Trecho
>>>>>

Evangelho: Mc 1,40-45

Poucos dias antes, ainda no tempo de Natal, ouvimos desta mesma cura do leproso, mas narrada por Lc 5,12-16 (cf. comentário de sexta-feira após epifania). Mc é o original de quem Lc copiou.

Um leproso chegou perto de Jesus, e de joelhos pediu: “Se queres tens o poder de curar-me”. Jesus, cheio de compaixão, estendeu a mão, tocou nele, e disse: “Eu quero: fica curado!” (vv. 40-41).

Alguns manuscritos de Mc têm uma versão diferente. Enquanto nossa liturgia como a maioria das Bíblias traduz aqui “Jesus, cheio de compaixão…” (v. 41), a versão diferente (traduzida na Bíblia Pastoral) é: “Jesus, cheio de ira…”! Muitos peritos da Bíblia dizem que esta versão pode ser a mais original, porque é menos comum (portanto mais original) apresentar Jesus com “raiva” em vez de “compaixão” como todo mundo já o conhece. Ambos os sentimentos mexem com nossas entranhas: a palavra hebraica rahamim, “compaixão, misericórdia”, vem do seio materno (útero); como a misericórdia, a raiva se faz sentir também nas entranhas.

<<<<<

Extrato do material
>>>>>

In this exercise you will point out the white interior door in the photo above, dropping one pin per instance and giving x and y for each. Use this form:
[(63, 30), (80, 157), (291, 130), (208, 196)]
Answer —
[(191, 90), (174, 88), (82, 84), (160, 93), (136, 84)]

<<<<<

Tarefa
Reescreva o trecho sobre a cura do leproso de "Alguns manuscritos de" a "também nas entranhas.", trocando "peritos" por "especialistas". O material não tem relação com esta tarefa.

Resolução
Alguns manuscritos de Mc têm uma versão diferente. Enquanto nossa liturgia como a maioria das Bíblias traduz aqui “Jesus, cheio de compaixão…” (v. 41), a versão diferente (traduzida na Bíblia Pastoral) é: “Jesus, cheio de ira…”! Muitos especialistas da Bíblia dizem que esta versão pode ser a mais original, porque é menos comum (portanto mais original) apresentar Jesus com “raiva” em vez de “compaixão” como todo mundo já o conhece. Ambos os sentimentos mexem com nossas entranhas: a palavra hebraica rahamim, “compaixão, misericórdia”, vem do seio materno (útero); como a misericórdia, a raiva se faz sentir também nas entranhas.